─── Records for the task ───
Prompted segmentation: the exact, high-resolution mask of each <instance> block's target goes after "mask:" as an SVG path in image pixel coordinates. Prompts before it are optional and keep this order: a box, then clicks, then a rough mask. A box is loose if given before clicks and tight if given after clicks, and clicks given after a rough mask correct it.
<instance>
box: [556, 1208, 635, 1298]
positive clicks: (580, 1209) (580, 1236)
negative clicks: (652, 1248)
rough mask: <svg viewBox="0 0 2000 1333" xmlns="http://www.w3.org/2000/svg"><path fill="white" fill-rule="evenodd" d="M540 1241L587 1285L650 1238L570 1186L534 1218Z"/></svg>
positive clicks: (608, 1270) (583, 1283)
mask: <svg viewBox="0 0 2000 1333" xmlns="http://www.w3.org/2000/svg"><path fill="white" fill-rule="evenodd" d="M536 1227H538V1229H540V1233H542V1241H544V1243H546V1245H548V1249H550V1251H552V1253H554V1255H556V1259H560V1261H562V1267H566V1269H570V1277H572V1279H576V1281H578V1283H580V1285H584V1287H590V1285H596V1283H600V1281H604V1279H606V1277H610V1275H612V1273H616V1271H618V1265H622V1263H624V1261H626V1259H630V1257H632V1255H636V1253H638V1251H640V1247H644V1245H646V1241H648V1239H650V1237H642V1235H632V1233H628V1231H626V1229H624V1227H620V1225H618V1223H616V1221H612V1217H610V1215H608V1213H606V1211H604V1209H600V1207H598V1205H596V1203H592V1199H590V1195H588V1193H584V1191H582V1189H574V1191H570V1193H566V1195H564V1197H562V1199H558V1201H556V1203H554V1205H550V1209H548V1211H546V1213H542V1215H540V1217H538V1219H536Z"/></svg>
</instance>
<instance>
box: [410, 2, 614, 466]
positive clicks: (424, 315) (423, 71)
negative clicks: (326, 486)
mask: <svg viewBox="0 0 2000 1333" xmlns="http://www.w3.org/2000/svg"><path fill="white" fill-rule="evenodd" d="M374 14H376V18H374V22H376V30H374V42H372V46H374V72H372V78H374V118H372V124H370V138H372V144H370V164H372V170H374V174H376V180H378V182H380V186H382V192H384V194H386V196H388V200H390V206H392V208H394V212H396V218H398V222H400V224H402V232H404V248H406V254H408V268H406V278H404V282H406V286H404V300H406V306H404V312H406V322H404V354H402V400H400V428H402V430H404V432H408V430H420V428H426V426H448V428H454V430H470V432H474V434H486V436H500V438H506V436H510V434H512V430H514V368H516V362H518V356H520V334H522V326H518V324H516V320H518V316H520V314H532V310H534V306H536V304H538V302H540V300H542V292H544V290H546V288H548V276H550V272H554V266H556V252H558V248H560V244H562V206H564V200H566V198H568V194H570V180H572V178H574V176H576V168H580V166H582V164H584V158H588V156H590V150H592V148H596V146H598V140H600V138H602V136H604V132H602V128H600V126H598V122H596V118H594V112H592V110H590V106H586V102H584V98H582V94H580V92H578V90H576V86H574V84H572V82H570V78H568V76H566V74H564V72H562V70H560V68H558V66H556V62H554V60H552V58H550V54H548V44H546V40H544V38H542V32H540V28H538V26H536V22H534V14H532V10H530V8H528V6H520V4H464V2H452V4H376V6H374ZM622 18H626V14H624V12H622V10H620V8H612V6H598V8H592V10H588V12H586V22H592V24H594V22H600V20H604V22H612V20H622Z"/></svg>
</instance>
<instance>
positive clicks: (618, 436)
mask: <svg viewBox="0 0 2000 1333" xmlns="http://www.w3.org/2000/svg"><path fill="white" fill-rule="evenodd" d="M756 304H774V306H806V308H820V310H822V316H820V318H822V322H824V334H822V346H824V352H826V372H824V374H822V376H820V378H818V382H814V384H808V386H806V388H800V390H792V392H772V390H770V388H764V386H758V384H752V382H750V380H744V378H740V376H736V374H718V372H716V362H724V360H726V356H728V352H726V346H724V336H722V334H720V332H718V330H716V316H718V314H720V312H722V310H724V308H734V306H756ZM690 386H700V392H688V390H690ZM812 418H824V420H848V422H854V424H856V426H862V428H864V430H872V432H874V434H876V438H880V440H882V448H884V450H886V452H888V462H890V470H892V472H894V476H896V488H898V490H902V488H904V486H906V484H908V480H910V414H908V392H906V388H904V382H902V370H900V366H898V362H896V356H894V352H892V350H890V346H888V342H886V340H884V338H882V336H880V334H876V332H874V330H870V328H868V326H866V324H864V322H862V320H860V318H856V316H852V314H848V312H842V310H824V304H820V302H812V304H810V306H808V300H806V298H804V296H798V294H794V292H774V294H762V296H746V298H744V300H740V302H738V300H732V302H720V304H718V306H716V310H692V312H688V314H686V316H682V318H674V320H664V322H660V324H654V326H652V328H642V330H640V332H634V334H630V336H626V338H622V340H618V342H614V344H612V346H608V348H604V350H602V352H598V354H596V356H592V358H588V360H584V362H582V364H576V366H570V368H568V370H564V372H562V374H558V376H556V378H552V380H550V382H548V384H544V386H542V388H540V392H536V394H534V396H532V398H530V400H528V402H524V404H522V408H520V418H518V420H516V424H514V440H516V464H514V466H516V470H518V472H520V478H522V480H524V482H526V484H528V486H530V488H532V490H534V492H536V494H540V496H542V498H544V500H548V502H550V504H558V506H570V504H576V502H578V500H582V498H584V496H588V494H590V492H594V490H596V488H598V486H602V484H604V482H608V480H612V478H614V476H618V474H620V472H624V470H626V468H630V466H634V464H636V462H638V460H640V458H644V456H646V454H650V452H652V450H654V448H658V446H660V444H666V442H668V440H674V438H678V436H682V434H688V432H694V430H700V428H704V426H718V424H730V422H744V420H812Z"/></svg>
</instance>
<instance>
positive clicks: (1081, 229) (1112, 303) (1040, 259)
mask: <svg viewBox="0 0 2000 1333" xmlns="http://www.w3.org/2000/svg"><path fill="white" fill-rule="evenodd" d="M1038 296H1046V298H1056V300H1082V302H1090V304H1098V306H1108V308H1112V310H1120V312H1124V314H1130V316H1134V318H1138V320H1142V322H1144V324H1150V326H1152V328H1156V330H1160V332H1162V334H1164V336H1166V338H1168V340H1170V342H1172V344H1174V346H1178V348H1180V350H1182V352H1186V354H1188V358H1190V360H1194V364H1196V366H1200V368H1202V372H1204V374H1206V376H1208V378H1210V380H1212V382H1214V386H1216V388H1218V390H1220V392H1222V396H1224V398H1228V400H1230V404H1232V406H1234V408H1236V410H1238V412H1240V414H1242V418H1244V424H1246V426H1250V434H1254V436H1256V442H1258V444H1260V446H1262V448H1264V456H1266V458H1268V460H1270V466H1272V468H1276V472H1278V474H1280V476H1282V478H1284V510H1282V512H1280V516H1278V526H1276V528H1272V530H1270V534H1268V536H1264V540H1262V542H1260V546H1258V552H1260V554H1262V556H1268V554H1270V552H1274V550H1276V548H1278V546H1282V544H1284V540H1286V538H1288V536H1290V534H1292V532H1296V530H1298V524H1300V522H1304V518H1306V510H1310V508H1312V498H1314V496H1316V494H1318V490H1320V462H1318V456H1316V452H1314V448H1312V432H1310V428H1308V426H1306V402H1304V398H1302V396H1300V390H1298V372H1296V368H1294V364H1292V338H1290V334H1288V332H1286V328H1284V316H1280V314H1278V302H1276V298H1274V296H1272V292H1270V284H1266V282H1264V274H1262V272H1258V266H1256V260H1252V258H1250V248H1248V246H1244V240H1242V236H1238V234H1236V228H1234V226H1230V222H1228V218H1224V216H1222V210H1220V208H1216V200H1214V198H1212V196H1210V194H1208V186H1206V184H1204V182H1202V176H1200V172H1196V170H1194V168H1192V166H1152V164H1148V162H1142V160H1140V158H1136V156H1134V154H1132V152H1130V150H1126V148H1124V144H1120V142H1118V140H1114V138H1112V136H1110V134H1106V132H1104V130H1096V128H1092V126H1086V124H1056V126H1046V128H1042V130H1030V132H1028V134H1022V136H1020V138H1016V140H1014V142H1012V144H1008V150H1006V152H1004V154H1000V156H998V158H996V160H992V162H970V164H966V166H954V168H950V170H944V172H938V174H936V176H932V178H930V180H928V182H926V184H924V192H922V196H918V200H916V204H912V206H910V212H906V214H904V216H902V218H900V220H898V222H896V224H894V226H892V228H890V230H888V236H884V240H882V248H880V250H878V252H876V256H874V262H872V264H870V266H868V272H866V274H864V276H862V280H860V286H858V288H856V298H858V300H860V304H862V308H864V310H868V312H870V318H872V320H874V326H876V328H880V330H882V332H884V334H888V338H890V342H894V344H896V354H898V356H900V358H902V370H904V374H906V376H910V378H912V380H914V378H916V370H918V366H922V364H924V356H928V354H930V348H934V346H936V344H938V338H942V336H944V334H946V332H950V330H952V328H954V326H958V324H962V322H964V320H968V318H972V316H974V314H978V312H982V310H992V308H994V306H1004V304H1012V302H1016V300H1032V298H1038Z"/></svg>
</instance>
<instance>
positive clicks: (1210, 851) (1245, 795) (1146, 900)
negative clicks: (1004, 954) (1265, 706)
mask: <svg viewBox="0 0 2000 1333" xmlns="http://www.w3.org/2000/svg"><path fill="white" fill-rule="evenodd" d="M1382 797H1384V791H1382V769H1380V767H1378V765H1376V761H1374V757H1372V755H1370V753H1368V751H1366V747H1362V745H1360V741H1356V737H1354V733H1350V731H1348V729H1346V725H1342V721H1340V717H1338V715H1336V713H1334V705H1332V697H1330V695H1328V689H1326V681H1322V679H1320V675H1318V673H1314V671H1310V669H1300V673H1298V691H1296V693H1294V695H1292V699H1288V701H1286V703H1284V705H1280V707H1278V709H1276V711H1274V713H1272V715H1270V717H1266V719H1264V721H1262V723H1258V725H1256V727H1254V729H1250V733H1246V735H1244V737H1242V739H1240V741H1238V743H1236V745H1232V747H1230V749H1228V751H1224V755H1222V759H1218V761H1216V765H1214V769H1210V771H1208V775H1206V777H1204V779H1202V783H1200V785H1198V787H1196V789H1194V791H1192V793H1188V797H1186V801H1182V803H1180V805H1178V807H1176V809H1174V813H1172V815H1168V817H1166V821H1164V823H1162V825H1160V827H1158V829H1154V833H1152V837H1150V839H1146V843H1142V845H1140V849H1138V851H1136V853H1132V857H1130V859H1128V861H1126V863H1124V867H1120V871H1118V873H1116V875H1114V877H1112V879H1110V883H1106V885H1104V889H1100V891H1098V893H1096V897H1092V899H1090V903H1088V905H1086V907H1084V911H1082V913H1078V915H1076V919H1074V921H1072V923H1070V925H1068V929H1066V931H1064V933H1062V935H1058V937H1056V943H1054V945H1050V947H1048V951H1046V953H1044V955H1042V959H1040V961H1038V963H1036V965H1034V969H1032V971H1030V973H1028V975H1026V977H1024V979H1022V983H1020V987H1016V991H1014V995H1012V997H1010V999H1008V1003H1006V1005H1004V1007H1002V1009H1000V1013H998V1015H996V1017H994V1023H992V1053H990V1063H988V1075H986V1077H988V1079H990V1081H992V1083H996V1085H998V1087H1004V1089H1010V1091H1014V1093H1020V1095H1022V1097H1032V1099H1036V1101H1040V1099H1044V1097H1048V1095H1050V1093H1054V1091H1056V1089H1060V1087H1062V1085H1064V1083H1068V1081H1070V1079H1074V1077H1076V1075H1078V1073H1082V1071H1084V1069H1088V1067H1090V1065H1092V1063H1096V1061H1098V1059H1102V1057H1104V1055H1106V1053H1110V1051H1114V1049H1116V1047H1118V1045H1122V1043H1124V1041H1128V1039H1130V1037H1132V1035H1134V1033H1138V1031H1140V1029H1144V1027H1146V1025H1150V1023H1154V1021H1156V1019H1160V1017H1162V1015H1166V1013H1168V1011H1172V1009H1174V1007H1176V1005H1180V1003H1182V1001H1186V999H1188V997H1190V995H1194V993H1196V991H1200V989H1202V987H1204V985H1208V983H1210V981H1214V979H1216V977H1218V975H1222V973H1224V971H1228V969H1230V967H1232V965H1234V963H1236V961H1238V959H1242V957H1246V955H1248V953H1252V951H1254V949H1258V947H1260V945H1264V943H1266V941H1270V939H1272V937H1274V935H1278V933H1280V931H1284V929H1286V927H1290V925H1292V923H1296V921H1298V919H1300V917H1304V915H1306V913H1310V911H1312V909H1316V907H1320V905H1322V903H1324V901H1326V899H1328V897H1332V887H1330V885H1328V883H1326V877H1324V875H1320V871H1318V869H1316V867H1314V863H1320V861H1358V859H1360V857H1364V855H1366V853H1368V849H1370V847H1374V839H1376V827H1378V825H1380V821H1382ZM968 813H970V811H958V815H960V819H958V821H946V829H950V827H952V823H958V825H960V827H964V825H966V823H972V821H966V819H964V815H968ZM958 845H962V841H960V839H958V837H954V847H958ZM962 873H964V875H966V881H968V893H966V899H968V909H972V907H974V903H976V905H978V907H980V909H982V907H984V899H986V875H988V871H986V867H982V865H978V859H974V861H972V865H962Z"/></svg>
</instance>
───
#### [Required action]
Copy the lines exactly, starting with the first line of the excerpts and stopping after the line that contains "positive clicks: (608, 1270) (583, 1283)".

#### [Expected answer]
Prompted segmentation: the exact, high-resolution mask of each <instance> block's target goes after "mask:" as an SVG path in image pixel coordinates. Prompts before it are optional and keep this order: a box, then clicks, then a rough mask. A box is loose if given before clicks and tight if given after clicks, and clicks given after a rough mask correct it.
<instance>
box: [556, 1208, 635, 1298]
positive clicks: (580, 1209) (580, 1236)
negative clicks: (652, 1248)
rough mask: <svg viewBox="0 0 2000 1333" xmlns="http://www.w3.org/2000/svg"><path fill="white" fill-rule="evenodd" d="M540 1241L587 1285L650 1238L570 1186L534 1218Z"/></svg>
positive clicks: (608, 1270) (583, 1283)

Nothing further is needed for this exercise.